MODELLER is used for homology or comparative modeling of protein three-dimensional structures. The user provides an alignment of a sequence to be modeled with known related structures and MODELLER automatically calculates a model containing all non-hydrogen atoms. MODELLER uses comparative protein structure modeling by satisfaction of spatial restraints, and can perform many additional tasks, including de novo modeling of loops in protein structures, optimization of various models of protein structure with respect to a flexibly defined objective function, multiple alignment of protein sequences and/or structures, clustering, searching of sequence databases, comparison of protein structures, etc. MODELLER is available for download for most Unix/Linux systems, Windows, and Mac.
More generally, the input to the program are restraints on the spatial structure of the amino acid sequence(s) and ligands to be modeled. The output is a 3D structure that satisfies these restraints as well as possible. Restraints can in principle be derived from a number of different sources. These include related protein structures (comparative modeling), NMR experiments (NMR refinement), rules of secondary structure packing (combinatorial modeling), cross-linking experiments, fluorescence spectroscopy, image reconstruction in electron microscopy, site-directed mutagenesis, intuition, residue-residue and atom-atom potentials of mean force, etc. The restraints can operate on distances, angles, dihedral angles, pairs of dihedral angles and some other spatial features defined by atoms or pseudo atoms. Presently, MODELLER automatically derives the restraints only from the known related structures and their alignment with the target sequence.
A 3D model is obtained by optimization of a molecular probability density function (pdf). The molecular pdf for comparative modeling is optimized with the variable target function procedure in Cartesian space that employs methods of conjugate gradients and molecular dynamics with simulated annealing.

+ + + + +

→ **Exercise goal**:
Answer these questions from the MODELLER description.
(a) What does the user provide to MODELLER before it calculates a model?
(b) From what does MODELLER presently derive restraints automatically?
(c) What procedure optimizes the molecular pdf for comparative modeling?

+ + + + +

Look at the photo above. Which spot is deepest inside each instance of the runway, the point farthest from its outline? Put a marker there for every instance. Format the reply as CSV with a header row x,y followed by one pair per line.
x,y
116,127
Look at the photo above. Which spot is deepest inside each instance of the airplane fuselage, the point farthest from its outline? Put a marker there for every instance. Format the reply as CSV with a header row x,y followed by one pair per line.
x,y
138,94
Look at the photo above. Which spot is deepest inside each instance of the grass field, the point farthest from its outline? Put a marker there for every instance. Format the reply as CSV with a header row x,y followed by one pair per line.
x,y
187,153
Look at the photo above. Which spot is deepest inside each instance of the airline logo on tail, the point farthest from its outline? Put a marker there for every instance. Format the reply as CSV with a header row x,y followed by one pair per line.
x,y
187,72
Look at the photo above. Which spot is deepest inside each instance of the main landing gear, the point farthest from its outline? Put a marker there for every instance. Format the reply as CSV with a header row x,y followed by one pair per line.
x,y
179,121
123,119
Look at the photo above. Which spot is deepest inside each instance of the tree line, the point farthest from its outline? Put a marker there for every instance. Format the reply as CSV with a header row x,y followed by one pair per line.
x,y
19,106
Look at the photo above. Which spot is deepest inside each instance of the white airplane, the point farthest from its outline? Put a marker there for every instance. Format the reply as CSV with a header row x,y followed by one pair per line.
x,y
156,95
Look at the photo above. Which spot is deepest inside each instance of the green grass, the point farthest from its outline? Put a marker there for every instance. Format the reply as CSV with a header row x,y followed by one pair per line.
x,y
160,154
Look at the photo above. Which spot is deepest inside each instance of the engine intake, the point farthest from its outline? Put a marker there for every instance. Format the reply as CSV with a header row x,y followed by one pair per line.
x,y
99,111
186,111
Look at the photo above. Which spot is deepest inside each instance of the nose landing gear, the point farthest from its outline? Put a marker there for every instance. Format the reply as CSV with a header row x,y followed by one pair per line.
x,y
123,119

+ + + + +

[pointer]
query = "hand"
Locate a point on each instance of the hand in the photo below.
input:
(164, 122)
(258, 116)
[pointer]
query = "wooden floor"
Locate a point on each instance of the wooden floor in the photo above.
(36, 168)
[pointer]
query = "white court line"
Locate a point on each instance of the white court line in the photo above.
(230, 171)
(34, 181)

+ + + + +

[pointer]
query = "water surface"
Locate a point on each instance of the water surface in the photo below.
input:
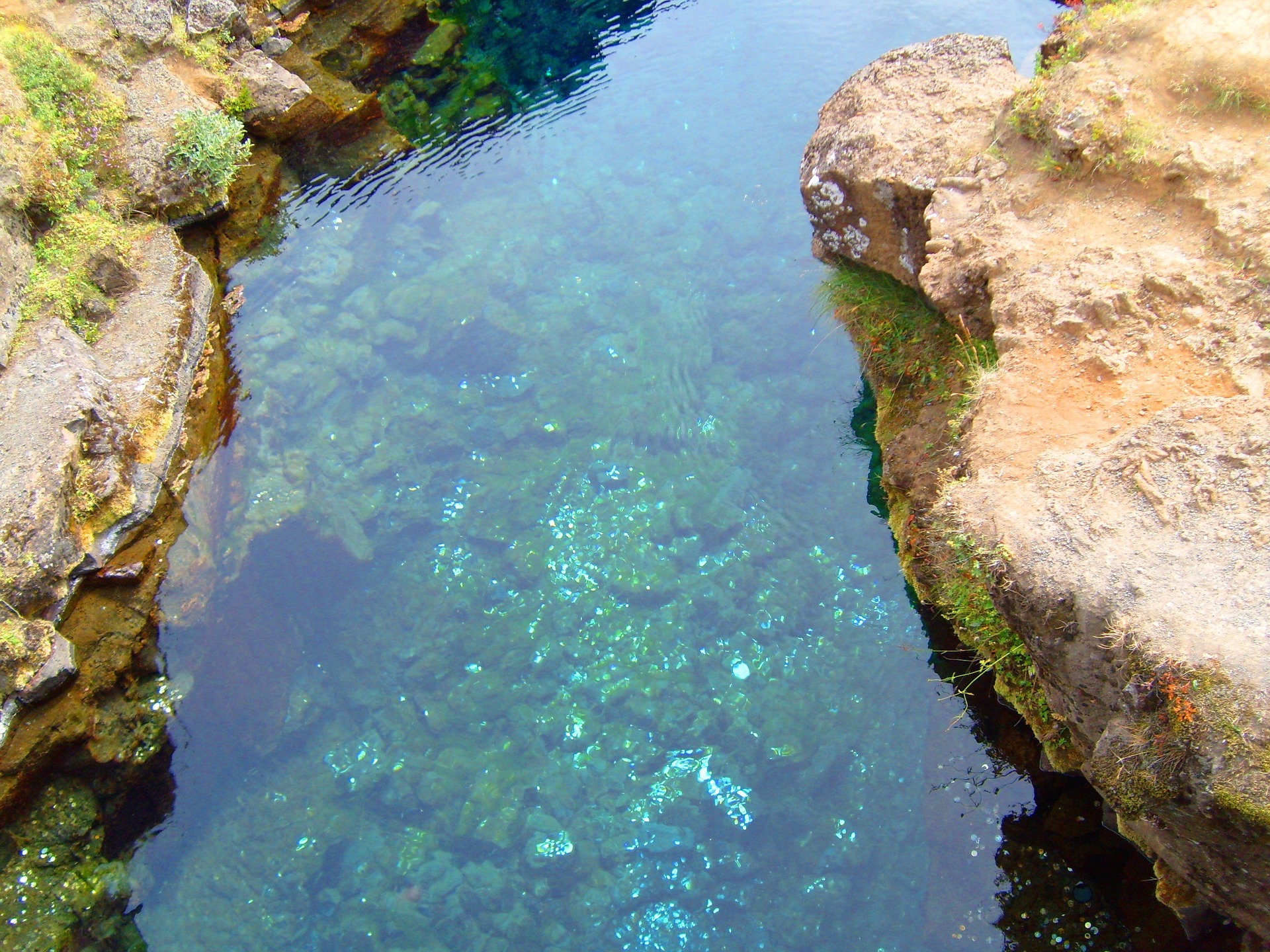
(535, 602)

+ + + + +

→ **Exercise answer**:
(a) An alignment of the sequence to be modeled with known related structures.
(b) Only from the known related structures and their alignment with the target sequence.
(c) The variable target function procedure in Cartesian space, which employs conjugate gradients and molecular dynamics with simulated annealing.